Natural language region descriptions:

[Start of section]

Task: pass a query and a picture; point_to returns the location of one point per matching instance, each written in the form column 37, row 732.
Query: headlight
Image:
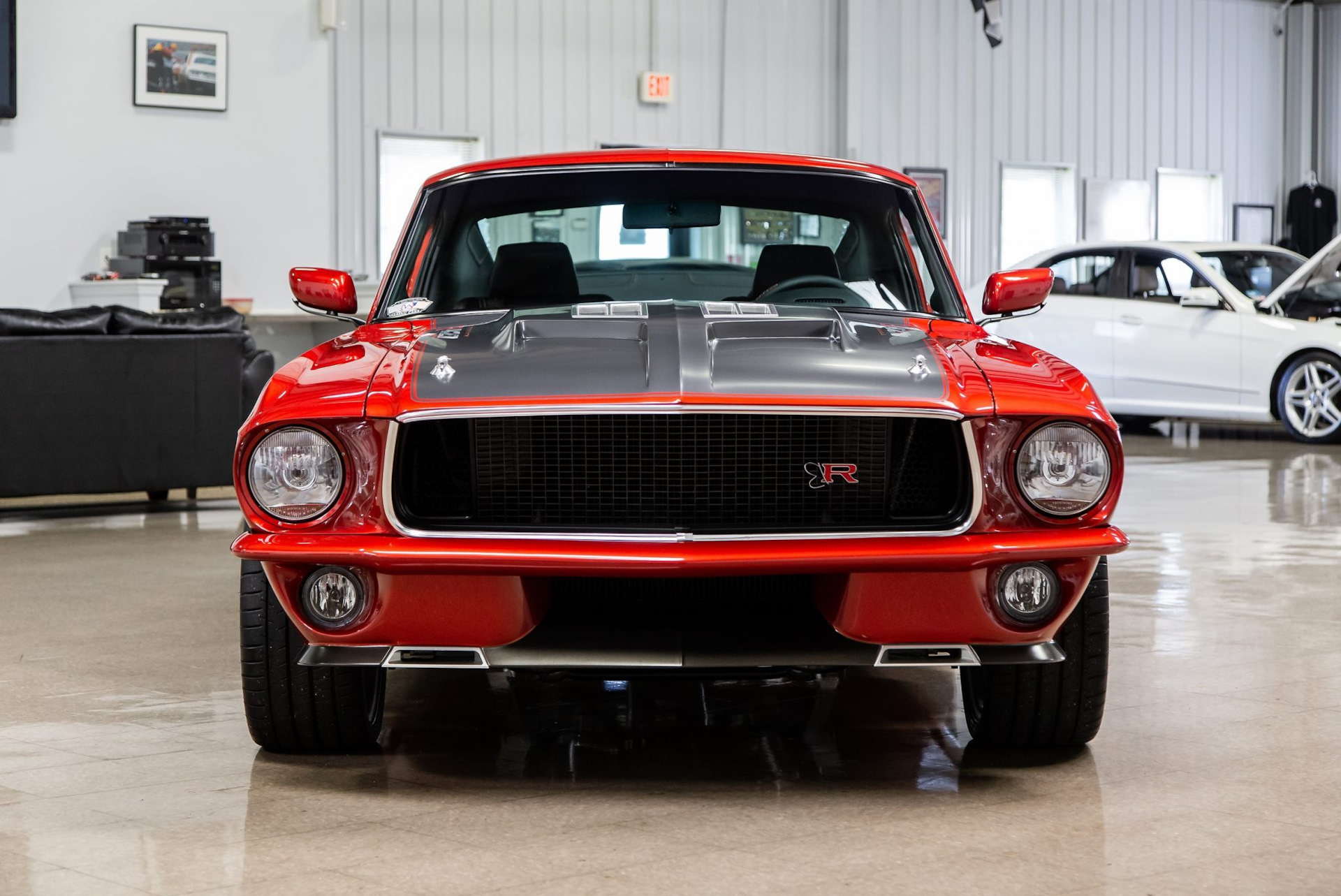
column 1062, row 470
column 295, row 473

[End of section]

**Assignment:** Quote the records in full and exactly; skip any image.

**Solution below:**
Task: pass a query and a picture; point_to returns the location of one point per matching instance, each written in the form column 37, row 732.
Query: headlight
Image:
column 1062, row 470
column 295, row 473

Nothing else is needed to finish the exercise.